Who are solving the climate and nature crises? Meet regenerators who are bringing life – back – to earth. By using all kinds of regenerative methods like agroforestry, marine permaculture and biobased building. Connect and bring all the help you can.

Meet Paul Hawken, author of the bestseller ‘Drawdown, the most comprehensive plan ever proposed to reverse climate change.’ Paul is visiting the Netherlands to celebrate the launch of the Dutch translation of his latest book: ‘Regeneration, ending the climate crisis in one generation.’ Regeneration means putting life central at everything you do. It means increasing your positive impact to the max.

 

The book ‘Regeneration’ will be sold during the event and is available in Dutch bookstores starting from the first of October.

Paul Hawken is an environmental activist, entrepreneur and writer. His books have been translated into thirty languages and published in more than fifty countries. In total, Hawken has sold more than two million books, including ‘Drawdown’. The most comprehensive plan ever to reverse climate disruption (2017). He is also a sought-after speaker who has led workshops on the impact of trade on the environment. Hawken advises companies and governments around the world.

──────────────────────────────

Activity 1: According to the passage about Paul Hawken, into how many languages have his books been translated?
Activity 2: Write out the passage about Paul Hawken again, starting with "Meet Paul Hawken, author" and going on through "to the max.", with "Belgium" in place of "Netherlands".

Collection entries
──────────────────────────────

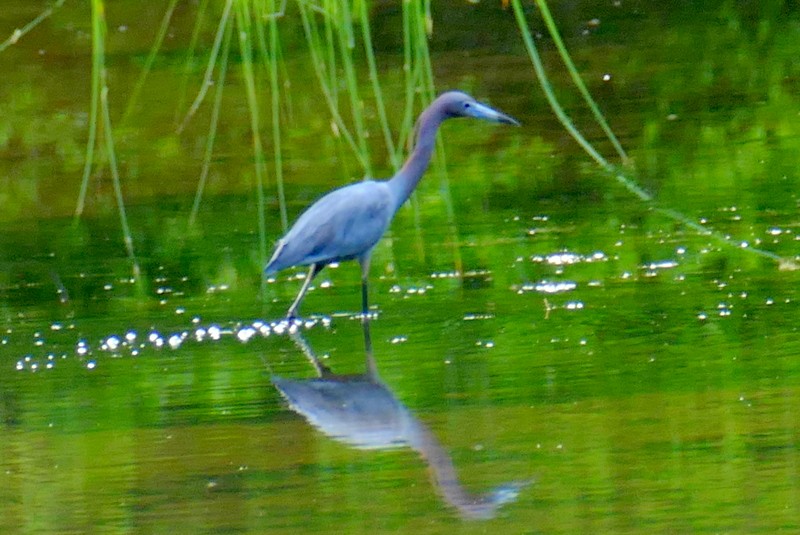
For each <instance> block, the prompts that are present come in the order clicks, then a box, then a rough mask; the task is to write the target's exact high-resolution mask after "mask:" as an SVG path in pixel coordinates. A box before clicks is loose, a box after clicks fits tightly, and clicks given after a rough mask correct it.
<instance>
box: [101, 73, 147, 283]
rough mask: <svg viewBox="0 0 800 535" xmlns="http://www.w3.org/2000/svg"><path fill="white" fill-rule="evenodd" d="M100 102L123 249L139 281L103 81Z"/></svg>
mask: <svg viewBox="0 0 800 535" xmlns="http://www.w3.org/2000/svg"><path fill="white" fill-rule="evenodd" d="M100 103H101V109H102V114H103V130H104V132H103V134H104V137H105V141H106V152H107V153H108V163H109V166H110V168H111V181H112V183H113V185H114V197H115V198H116V200H117V208H118V209H119V219H120V224H121V226H122V237H123V241H124V243H125V250H126V251H127V253H128V257H129V258H130V260H131V264H132V269H133V278H134V280H136V281H139V279H140V276H141V270H140V269H139V262H138V261H137V260H136V255H135V254H134V252H133V236H132V235H131V229H130V226H129V225H128V216H127V214H126V213H125V200H124V199H123V196H122V184H121V183H120V179H119V168H118V167H117V156H116V153H115V152H114V136H113V135H112V134H111V114H110V113H109V111H108V87H107V86H106V85H105V82H104V83H103V89H102V90H101V92H100Z"/></svg>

──────────────────────────────

Written answer 1: Thirty languages.

Written answer 2:
Meet Paul Hawken, author of the bestseller ‘Drawdown, the most comprehensive plan ever proposed to reverse climate change.’ Paul is visiting the Belgium to celebrate the launch of the Dutch translation of his latest book: ‘Regeneration, ending the climate crisis in one generation.’ Regeneration means putting life central at everything you do. It means increasing your positive impact to the max.